:: EXCERPTED RECORDS ::

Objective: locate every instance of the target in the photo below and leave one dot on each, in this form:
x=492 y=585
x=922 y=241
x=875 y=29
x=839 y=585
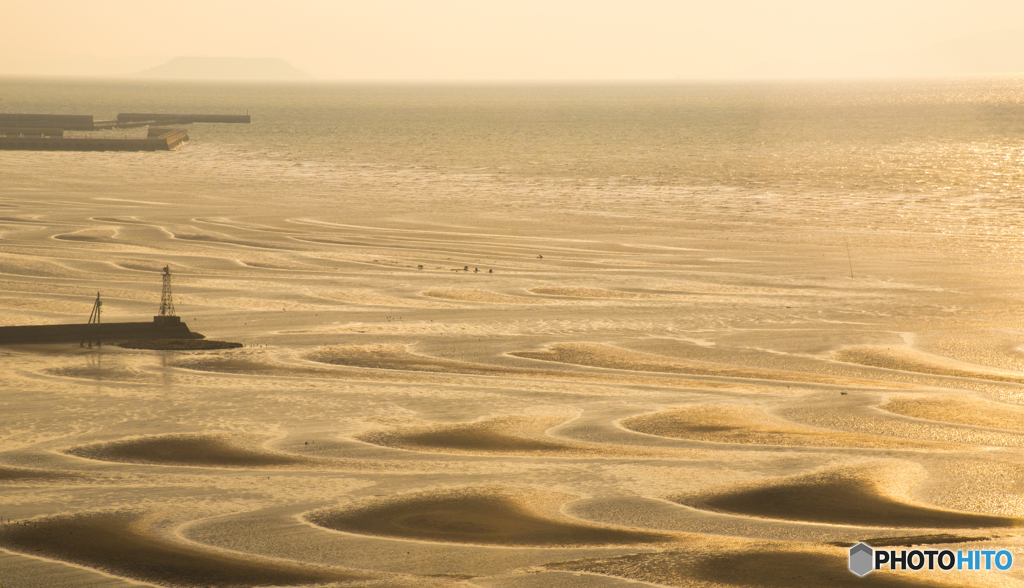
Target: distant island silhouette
x=190 y=68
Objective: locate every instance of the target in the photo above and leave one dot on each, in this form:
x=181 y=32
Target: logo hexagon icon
x=861 y=559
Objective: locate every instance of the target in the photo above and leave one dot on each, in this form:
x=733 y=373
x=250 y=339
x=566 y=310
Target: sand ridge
x=963 y=410
x=908 y=360
x=510 y=434
x=18 y=474
x=396 y=358
x=607 y=357
x=753 y=564
x=499 y=516
x=475 y=295
x=843 y=496
x=120 y=544
x=186 y=450
x=736 y=424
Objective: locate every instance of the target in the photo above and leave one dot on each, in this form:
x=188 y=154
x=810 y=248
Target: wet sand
x=772 y=565
x=120 y=544
x=652 y=377
x=749 y=425
x=838 y=498
x=477 y=516
x=203 y=451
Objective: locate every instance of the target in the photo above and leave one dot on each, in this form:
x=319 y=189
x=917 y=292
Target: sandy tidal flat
x=582 y=358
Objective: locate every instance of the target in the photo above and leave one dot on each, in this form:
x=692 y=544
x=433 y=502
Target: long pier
x=165 y=140
x=45 y=132
x=168 y=119
x=105 y=332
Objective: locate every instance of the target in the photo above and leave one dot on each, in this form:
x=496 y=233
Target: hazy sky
x=519 y=39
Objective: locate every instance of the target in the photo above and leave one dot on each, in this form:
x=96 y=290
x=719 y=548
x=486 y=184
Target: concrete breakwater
x=168 y=139
x=105 y=332
x=172 y=119
x=62 y=122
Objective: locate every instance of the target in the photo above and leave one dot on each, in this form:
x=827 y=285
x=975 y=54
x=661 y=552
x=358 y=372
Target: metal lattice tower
x=166 y=300
x=94 y=320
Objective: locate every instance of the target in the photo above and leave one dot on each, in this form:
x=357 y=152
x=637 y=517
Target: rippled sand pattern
x=908 y=361
x=838 y=498
x=208 y=451
x=598 y=355
x=961 y=410
x=471 y=515
x=121 y=545
x=717 y=333
x=471 y=295
x=767 y=565
x=749 y=425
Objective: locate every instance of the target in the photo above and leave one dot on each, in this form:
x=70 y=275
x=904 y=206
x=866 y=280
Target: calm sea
x=939 y=155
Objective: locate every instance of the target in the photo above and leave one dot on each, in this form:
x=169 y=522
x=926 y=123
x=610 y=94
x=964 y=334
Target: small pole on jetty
x=848 y=257
x=94 y=320
x=166 y=300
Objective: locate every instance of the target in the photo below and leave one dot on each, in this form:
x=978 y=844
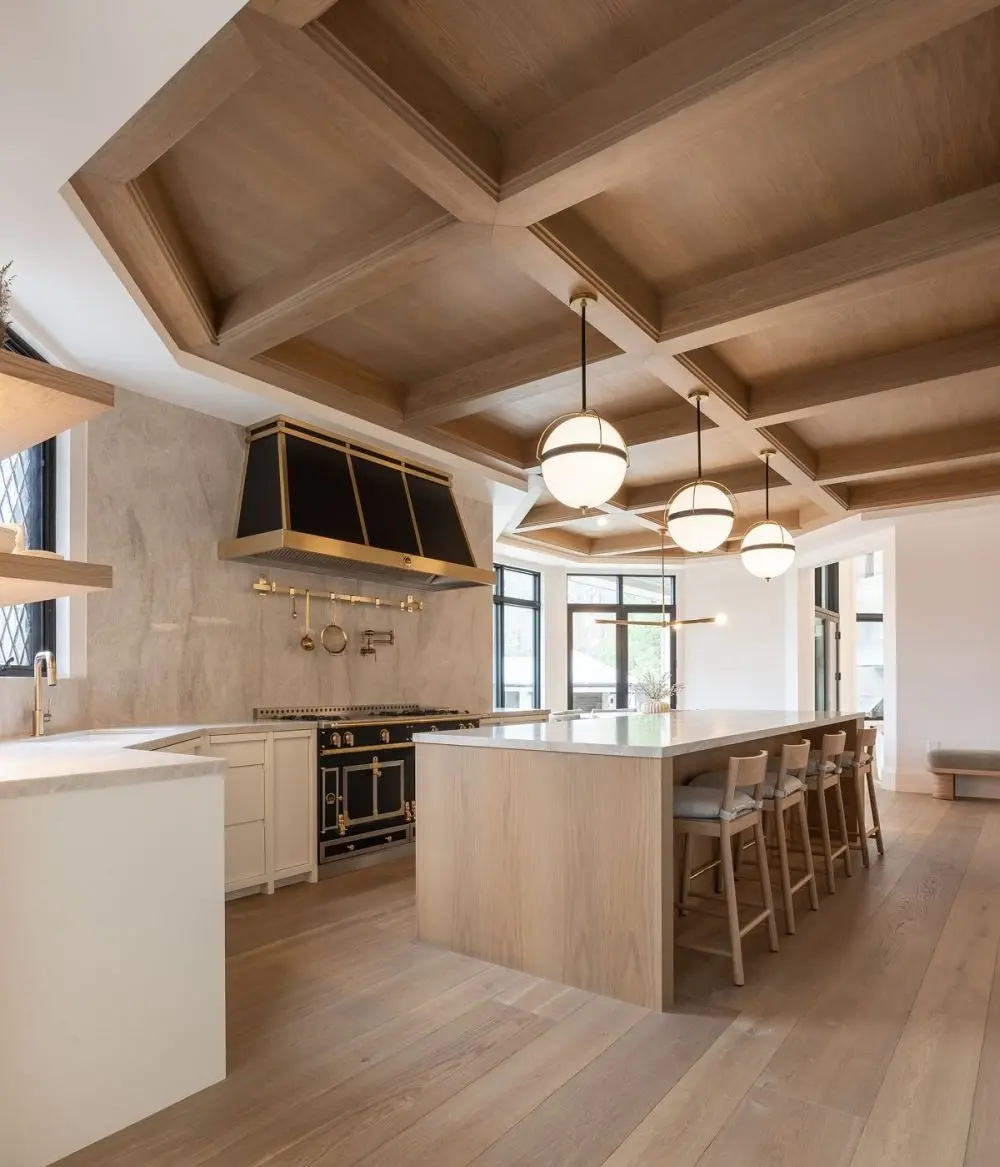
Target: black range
x=366 y=781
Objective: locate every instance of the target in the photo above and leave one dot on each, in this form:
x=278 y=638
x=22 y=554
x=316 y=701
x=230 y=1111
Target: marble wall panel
x=182 y=637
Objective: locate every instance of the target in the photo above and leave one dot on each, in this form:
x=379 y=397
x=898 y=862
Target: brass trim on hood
x=256 y=547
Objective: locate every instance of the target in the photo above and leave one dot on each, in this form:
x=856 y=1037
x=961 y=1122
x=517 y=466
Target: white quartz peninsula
x=550 y=847
x=112 y=977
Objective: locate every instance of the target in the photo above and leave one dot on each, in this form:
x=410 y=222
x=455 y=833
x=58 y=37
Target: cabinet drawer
x=238 y=753
x=244 y=852
x=244 y=794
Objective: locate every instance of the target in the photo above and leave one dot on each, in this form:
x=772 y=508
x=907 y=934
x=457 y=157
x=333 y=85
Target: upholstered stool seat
x=827 y=766
x=769 y=788
x=782 y=792
x=724 y=813
x=701 y=802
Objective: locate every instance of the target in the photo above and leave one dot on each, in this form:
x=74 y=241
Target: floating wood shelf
x=27 y=579
x=39 y=400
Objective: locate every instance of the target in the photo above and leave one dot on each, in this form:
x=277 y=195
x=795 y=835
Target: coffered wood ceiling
x=385 y=207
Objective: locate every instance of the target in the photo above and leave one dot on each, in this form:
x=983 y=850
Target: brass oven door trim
x=376 y=767
x=328 y=806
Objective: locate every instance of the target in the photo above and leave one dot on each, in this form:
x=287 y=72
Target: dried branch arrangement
x=6 y=279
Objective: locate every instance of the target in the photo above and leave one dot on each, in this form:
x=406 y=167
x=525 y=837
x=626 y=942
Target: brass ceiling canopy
x=321 y=503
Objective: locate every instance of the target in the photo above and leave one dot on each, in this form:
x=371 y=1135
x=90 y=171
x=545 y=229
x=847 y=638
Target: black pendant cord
x=767 y=488
x=584 y=351
x=662 y=577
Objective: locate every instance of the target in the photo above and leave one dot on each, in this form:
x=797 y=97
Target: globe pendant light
x=700 y=515
x=584 y=459
x=768 y=549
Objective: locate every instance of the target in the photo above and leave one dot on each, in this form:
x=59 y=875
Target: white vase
x=655 y=706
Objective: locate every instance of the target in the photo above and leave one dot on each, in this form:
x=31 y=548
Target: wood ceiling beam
x=319 y=375
x=743 y=62
x=878 y=459
x=138 y=223
x=340 y=275
x=792 y=459
x=971 y=482
x=546 y=515
x=878 y=259
x=738 y=480
x=554 y=539
x=412 y=121
x=673 y=420
x=794 y=396
x=212 y=75
x=484 y=438
x=295 y=13
x=523 y=372
x=565 y=254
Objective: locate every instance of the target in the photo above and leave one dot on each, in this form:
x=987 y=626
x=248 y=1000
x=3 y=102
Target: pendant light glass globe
x=700 y=516
x=767 y=550
x=584 y=460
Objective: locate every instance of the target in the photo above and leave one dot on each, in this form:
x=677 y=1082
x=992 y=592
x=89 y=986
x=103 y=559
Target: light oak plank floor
x=872 y=1038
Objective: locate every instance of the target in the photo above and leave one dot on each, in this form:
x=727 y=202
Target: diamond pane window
x=27 y=496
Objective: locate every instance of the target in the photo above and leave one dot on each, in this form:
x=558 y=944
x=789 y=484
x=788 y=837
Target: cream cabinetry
x=294 y=797
x=270 y=804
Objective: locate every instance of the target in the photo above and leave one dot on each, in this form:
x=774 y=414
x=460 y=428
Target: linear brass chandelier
x=584 y=459
x=663 y=622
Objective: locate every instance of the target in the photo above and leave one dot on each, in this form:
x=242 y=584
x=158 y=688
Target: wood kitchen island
x=550 y=847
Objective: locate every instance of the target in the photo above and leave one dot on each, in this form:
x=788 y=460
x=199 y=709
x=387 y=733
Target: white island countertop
x=112 y=756
x=641 y=735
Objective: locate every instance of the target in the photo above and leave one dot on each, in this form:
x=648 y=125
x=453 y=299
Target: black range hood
x=321 y=503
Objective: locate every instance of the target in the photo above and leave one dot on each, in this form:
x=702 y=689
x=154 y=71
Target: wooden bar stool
x=783 y=790
x=725 y=815
x=861 y=766
x=823 y=774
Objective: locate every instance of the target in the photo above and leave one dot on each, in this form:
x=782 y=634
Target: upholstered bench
x=948 y=763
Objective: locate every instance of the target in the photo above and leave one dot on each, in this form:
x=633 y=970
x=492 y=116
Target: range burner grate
x=349 y=712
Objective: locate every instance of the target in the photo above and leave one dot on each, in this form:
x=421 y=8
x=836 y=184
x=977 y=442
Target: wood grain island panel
x=550 y=847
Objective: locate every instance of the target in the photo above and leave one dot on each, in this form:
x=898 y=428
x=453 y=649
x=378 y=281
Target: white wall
x=948 y=635
x=740 y=664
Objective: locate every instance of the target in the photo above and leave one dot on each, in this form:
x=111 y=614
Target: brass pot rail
x=264 y=586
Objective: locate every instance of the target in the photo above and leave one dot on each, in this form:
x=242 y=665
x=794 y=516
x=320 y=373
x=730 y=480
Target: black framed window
x=28 y=496
x=517 y=638
x=607 y=659
x=869 y=651
x=826 y=637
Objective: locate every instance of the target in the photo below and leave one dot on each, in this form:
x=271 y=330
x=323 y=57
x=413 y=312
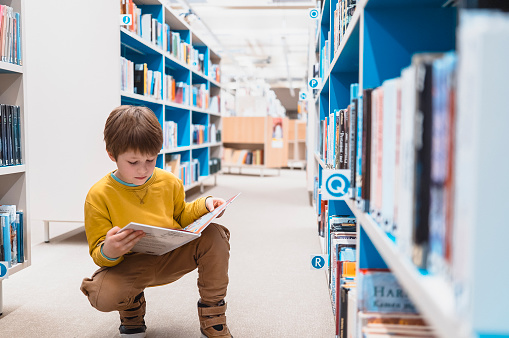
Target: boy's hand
x=213 y=202
x=117 y=244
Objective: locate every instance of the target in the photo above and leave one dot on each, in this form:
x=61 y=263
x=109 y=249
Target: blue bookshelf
x=381 y=38
x=172 y=53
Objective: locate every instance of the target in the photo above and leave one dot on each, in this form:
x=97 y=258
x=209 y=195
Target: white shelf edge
x=18 y=267
x=355 y=20
x=320 y=161
x=13 y=169
x=10 y=67
x=140 y=97
x=432 y=295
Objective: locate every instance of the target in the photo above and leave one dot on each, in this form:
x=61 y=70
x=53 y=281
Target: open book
x=158 y=241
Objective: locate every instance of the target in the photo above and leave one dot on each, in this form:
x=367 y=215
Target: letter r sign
x=319 y=262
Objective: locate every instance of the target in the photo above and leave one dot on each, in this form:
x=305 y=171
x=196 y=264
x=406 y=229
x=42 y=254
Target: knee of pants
x=105 y=296
x=216 y=235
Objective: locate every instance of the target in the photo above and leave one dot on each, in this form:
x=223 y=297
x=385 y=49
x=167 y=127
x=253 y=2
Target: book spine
x=353 y=147
x=366 y=149
x=422 y=165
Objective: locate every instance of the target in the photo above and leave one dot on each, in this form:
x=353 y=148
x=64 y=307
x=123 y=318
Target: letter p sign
x=4 y=270
x=319 y=262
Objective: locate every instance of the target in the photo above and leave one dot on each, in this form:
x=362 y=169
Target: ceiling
x=257 y=39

:::

▶ INSTRUCTIONS FOR THE TASK
Pull out every line in the entries above that contains the string "window" and copy each one in full. Case counts, so a line matches only if it uses that exact capitalization.

▶ RESULT FOR THIS TASK
Target: diamond pane window
Target: black framed window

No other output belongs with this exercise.